- [Directive]: Return every line of the listing below without alteration, leaving the pictures out of your answer.

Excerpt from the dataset

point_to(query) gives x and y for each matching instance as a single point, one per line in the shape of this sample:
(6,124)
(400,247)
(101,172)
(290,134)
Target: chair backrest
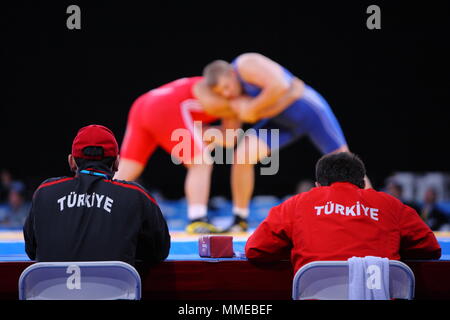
(329,280)
(93,280)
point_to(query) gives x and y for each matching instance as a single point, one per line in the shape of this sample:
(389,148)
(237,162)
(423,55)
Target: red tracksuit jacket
(338,222)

- [Exercise answer]:
point_to(query) gives x and y for each matching instance as a single point, one per line in the shape of this sample:
(6,124)
(400,247)
(101,172)
(290,134)
Target: chair backrest
(329,280)
(93,280)
point_to(query) gives x and y for each matching instance as a single point, one per line in the shape of this sample:
(389,148)
(237,162)
(423,55)
Target: red tracksuit jacket
(338,222)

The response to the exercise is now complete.